The Needs of a Community

Five kilometers outside of San Jose, the capital city of Costa Rica, approximately twelve thousand five hundred Nicaraguan refugees and impoverished Costa Rican citizens settled outside of central Alajuelita (“Little Alajuela”). The majority of this population, comprised largely of women and their children, is medically uninsured. Admirably, Costa Rica promises universal healthcare to its native 4.2 million citizens; unfortunately, the poorest sector of the population slips through bureaucratic cracks and Nicaraguan political refugees still receive no insurance. Though the World Health Organization estimates a remarkable eighty-nine percent of Costa Rica’s population have primary medical insurance, many people including Nicaraguan refugees still struggle to find much needed healthcare.

The most rampant medical issues plaguing this population are readily treatable with preventative measures, education initiatives and continuous healthcare monitoring: diarrhea, head lice, malnutrition, persistent bronchial infections, gastrointestinal microbe infections, unplanned pregnancies, alcoholism, drug addiction, and HIV. Coupled with these medical issues are equally persistent and pervasive social problems—the absence of clean water and sanitation facilities in rural areas, absent or overcrowded schools, underemployment, and increasing dropout rates in school.

Point finding data:
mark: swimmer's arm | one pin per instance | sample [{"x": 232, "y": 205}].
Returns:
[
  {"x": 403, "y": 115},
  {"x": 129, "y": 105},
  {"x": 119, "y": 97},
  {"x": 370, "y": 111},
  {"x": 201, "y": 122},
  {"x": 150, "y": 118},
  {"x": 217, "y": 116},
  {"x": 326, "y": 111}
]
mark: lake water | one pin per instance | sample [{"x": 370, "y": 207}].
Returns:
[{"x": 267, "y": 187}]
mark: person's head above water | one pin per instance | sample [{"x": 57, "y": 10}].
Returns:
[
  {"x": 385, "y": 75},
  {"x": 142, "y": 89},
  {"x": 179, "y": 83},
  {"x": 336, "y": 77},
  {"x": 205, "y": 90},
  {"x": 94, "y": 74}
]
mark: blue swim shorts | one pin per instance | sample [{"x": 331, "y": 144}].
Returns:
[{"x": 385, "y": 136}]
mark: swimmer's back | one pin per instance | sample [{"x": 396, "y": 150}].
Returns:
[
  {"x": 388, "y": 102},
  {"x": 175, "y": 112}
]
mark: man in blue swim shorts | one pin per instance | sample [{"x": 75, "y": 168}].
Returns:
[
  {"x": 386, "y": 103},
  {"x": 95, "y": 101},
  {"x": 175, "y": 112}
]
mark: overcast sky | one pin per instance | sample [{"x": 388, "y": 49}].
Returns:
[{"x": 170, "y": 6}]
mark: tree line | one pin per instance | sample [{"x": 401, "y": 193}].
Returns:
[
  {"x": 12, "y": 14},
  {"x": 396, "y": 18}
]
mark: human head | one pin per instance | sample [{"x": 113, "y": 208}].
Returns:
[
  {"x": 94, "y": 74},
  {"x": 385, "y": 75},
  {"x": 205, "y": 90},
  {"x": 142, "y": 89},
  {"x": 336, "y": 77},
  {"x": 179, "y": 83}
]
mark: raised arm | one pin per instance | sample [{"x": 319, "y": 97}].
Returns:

--

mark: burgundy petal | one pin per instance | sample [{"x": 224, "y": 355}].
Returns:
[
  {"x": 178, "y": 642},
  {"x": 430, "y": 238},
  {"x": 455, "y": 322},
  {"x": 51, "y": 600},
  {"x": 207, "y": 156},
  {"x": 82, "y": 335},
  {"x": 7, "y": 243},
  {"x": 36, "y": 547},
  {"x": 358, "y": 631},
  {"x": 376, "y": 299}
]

* * *

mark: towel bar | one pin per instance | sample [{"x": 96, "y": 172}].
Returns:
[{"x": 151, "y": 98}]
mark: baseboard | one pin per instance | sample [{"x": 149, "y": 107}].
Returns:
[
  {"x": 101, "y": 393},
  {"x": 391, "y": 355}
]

-- Work task 1 --
In the text about Alajuelita, what share of Costa Rica's population does the World Health Organization estimate has primary medical insurance?
-- Work task 2 --
Write out the text about Alajuelita word for word, from "The most rampant" down to "rates in school.".
-- Work task 3 --
Pick up the text about Alajuelita where it stops and keep writing.

-- Reply 1 --
Eighty-nine percent.

-- Reply 2 --
The most rampant medical issues plaguing this population are readily treatable with preventative measures, education initiatives and continuous healthcare monitoring: diarrhea, head lice, malnutrition, persistent bronchial infections, gastrointestinal microbe infections, unplanned pregnancies, alcoholism, drug addiction, and HIV. Coupled with these medical issues are equally persistent and pervasive social problems—the absence of clean water and sanitation facilities in rural areas, absent or overcrowded schools, underemployment, and increasing dropout rates in school.

-- Reply 3 --
The FIMRC clinic in San Felipe, Alajuelita was established in January of 2005 and is just a short walk to the underserved communities, Jasmín (“Jasmine”) and Los Pinos (“The Pines”). The San Felipe Clinic is staffed by our Clinic Doctor, Dr. Reinhart Stedem, the Health Program Coordinator, Camilo Ocampo, and Clinic Psychologist, Tatiana Blanco. The centrally located space serves as a FIMRC base within the community for well-child and acute care visits, as well as psychological services.